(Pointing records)
━━━━━━━━━━━━━━━━
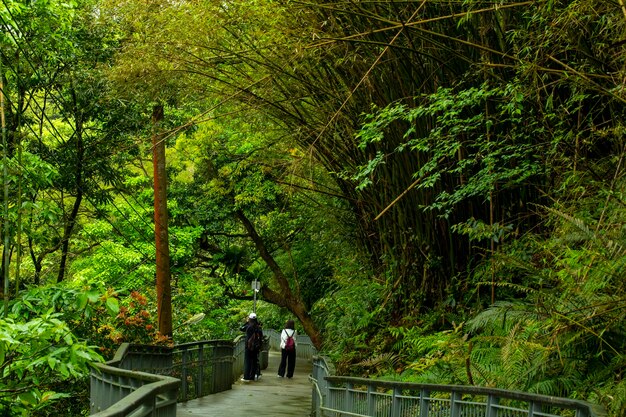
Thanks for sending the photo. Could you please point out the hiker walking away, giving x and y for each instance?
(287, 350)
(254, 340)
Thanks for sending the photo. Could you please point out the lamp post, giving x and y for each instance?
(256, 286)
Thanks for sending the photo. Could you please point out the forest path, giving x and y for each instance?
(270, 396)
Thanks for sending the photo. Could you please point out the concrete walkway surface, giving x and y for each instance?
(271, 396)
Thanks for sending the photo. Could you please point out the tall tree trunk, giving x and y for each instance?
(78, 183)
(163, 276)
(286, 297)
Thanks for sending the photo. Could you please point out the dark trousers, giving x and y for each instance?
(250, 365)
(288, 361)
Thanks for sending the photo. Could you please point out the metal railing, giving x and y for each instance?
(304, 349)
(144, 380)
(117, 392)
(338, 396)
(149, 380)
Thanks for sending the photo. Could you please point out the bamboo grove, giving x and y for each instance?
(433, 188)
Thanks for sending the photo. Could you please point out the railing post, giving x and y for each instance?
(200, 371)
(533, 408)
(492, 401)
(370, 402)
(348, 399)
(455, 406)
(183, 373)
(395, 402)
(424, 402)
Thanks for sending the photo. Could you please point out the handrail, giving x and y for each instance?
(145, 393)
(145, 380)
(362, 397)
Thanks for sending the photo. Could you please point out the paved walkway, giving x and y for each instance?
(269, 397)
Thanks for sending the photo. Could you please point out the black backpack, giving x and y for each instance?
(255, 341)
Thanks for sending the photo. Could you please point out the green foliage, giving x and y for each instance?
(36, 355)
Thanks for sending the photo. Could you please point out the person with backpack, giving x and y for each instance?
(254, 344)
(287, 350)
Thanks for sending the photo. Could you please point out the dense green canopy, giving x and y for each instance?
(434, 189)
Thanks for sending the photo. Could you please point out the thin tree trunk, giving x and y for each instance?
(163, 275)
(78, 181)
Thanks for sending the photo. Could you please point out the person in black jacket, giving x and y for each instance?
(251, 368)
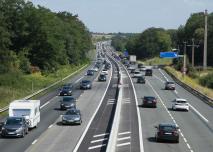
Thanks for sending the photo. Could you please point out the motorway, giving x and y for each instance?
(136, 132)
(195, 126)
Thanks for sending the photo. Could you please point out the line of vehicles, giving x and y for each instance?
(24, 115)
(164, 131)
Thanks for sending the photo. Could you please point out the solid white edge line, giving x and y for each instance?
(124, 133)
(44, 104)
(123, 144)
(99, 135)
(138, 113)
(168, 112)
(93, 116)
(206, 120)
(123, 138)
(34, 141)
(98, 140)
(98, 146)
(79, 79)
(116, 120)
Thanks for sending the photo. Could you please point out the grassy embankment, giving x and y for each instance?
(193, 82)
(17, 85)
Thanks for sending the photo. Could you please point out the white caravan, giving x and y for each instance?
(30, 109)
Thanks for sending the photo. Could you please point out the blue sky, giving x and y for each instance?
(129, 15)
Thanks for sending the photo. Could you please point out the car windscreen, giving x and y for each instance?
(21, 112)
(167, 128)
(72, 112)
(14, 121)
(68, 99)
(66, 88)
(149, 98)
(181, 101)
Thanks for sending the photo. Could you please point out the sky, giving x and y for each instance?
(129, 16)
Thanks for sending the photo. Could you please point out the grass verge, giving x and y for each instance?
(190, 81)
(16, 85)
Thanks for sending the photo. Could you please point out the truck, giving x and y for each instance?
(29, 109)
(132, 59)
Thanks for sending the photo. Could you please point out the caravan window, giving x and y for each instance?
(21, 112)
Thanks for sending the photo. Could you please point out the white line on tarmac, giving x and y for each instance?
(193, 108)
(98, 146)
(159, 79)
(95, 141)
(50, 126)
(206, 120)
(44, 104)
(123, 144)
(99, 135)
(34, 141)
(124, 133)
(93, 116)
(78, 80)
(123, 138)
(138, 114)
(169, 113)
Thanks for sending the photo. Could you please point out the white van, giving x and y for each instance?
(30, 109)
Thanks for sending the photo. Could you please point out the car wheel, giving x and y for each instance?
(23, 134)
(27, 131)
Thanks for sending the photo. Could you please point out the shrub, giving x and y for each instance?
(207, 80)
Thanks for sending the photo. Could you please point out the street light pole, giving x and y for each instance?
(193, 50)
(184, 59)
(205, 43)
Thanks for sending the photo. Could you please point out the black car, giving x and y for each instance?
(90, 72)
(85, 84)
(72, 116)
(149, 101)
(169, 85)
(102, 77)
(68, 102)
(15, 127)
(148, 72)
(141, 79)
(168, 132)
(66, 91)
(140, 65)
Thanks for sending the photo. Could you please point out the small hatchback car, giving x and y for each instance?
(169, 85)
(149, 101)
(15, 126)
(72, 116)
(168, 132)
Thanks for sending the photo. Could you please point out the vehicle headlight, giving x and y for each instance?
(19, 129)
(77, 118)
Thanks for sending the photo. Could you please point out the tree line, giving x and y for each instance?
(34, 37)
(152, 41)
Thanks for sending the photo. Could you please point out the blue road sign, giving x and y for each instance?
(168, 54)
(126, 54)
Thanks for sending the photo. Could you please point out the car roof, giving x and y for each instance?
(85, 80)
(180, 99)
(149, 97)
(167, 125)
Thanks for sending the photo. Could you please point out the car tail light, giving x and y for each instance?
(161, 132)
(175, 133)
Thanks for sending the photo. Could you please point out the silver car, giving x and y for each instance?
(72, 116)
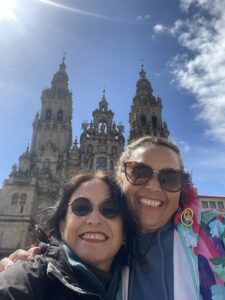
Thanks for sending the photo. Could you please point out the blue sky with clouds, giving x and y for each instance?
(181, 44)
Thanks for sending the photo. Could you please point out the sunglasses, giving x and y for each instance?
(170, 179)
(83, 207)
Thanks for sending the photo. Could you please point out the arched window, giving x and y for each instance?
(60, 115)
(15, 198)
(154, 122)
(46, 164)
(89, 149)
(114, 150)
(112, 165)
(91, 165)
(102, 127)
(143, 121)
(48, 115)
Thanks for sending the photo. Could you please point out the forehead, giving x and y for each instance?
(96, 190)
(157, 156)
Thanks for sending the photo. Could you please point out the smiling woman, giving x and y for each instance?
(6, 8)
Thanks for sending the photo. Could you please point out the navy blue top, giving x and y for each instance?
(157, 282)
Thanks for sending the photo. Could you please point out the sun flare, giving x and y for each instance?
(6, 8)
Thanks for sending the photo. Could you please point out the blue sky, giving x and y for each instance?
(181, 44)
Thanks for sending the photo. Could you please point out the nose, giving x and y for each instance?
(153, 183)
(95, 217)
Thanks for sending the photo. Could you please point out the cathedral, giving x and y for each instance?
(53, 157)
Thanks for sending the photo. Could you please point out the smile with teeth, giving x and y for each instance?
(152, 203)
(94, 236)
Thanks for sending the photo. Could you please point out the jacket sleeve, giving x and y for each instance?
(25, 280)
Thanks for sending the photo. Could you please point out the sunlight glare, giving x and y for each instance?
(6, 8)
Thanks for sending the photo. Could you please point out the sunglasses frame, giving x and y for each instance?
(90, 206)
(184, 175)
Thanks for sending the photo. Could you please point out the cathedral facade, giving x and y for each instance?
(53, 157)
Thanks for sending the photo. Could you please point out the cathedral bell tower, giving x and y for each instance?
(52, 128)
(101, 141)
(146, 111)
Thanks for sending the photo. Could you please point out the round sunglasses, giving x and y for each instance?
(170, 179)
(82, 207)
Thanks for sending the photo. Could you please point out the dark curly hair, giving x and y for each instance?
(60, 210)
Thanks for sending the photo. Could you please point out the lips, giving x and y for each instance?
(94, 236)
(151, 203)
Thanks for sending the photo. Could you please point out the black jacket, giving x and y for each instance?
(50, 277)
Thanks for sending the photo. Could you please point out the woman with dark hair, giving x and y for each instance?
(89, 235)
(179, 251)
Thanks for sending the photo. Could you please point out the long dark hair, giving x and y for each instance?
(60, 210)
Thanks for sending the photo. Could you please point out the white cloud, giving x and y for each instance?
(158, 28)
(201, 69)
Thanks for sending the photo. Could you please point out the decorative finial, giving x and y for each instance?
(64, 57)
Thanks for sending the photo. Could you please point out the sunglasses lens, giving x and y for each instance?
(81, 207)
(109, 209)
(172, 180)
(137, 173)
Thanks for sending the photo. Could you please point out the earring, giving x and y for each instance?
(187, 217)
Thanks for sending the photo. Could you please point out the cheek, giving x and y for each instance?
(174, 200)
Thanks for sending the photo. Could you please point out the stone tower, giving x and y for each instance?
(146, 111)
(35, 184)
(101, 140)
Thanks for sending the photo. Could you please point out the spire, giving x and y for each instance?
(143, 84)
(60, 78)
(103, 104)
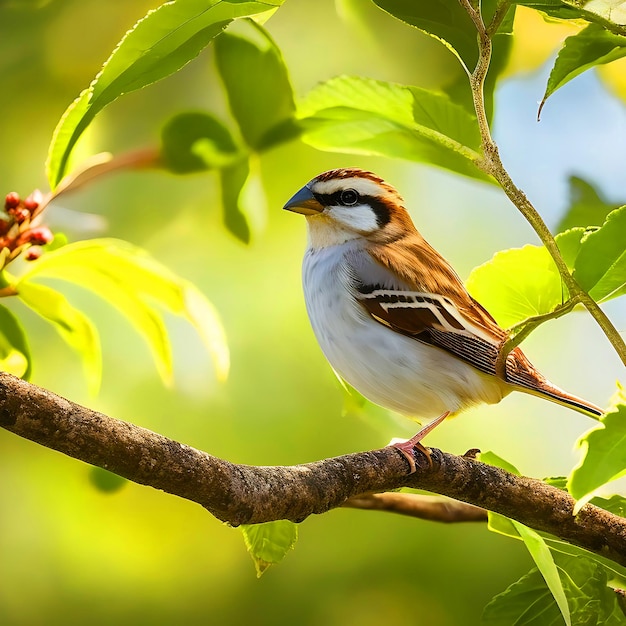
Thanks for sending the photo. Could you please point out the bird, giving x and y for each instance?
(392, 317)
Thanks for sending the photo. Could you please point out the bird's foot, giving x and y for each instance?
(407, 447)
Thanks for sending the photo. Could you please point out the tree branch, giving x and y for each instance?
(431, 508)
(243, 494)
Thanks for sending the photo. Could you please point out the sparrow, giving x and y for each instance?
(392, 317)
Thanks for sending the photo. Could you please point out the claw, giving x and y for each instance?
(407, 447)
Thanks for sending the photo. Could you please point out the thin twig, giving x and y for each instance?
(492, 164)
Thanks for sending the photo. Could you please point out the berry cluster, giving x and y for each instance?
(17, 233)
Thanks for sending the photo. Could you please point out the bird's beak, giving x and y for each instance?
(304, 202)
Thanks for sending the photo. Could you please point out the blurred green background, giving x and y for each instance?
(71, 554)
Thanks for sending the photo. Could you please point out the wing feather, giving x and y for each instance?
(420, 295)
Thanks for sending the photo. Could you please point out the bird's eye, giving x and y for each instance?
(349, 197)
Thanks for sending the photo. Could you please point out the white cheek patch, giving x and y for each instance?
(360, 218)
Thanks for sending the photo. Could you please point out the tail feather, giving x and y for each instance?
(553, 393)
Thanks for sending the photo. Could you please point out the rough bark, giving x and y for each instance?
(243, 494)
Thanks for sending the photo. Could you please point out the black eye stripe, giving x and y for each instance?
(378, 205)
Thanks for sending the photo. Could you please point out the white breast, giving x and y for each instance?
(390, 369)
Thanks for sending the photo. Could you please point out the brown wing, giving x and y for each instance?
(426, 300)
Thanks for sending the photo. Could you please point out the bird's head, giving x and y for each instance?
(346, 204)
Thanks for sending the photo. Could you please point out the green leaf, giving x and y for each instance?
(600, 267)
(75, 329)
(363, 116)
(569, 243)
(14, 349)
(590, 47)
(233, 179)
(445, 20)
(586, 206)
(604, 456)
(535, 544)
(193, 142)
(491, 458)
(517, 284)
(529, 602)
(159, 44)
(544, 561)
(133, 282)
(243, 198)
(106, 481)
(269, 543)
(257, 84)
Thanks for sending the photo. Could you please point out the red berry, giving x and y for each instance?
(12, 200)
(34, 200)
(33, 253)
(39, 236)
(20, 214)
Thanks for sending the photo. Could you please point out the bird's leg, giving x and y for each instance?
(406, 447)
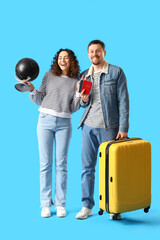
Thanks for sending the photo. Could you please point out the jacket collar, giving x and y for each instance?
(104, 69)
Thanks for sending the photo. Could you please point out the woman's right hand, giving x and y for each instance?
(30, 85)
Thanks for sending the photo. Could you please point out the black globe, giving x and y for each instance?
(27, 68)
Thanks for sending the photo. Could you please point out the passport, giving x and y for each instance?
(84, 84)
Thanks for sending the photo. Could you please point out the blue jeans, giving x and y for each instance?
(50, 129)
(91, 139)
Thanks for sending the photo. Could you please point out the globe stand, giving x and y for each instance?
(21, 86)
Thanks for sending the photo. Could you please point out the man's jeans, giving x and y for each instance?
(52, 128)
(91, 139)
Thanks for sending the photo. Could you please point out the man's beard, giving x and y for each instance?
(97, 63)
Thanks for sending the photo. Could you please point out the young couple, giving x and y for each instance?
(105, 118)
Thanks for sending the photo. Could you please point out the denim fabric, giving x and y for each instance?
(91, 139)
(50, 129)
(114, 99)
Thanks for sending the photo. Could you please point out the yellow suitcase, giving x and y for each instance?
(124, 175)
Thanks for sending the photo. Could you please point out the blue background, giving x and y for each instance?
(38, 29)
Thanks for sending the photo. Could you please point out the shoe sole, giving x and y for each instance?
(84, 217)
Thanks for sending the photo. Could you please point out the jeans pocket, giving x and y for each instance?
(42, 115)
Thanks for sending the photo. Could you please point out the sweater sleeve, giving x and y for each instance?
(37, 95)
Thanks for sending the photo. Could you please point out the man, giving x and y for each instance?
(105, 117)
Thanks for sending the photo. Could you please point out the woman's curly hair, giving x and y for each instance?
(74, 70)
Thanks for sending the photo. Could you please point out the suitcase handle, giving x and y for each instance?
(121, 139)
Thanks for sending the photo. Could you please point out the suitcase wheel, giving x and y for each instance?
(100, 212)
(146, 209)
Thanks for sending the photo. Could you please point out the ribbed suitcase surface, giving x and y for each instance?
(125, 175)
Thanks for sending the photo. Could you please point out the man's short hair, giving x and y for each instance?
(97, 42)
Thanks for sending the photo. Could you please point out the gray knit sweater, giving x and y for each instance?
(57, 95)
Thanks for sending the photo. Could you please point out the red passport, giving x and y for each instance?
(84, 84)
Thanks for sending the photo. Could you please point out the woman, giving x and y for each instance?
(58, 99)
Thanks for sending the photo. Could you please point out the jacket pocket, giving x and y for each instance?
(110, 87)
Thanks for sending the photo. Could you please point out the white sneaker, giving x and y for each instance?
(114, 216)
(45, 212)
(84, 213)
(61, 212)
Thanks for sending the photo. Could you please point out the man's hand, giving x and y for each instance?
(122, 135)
━━━━━━━━━━━━━━━━
Brief: Quote only the lines from the one containing "out the ribbed" through the final line of the records, with both ends included.

Exercise result:
Thanks for sending the photo. Could you please point out the ribbed suitcase surface, giving x and y for each instance?
(125, 175)
Thanks for sending the photo. Could you please point out the man's short hair, giving x and y for each instance?
(97, 42)
Thanks for sending the photo. Could you please point out the gray knit sweater, giving x and y for each instance?
(57, 95)
Thanks for sending the photo. Could you please point out the red passport, giving x and y for each instance?
(84, 84)
Thanks for sending the photo. Could you please point out the woman, giving x and y for each instance?
(58, 99)
Thanks for sending the photo. Could you please point out the jacket pocket, giving x and y for each instance?
(110, 87)
Thanks for sending the photo. Could you please point out the white sneaker, giving x and y for each instance?
(114, 216)
(45, 212)
(84, 213)
(61, 212)
Thanks for sending the photo. Could you please point out the man's hand, giving x and y for each instance?
(122, 135)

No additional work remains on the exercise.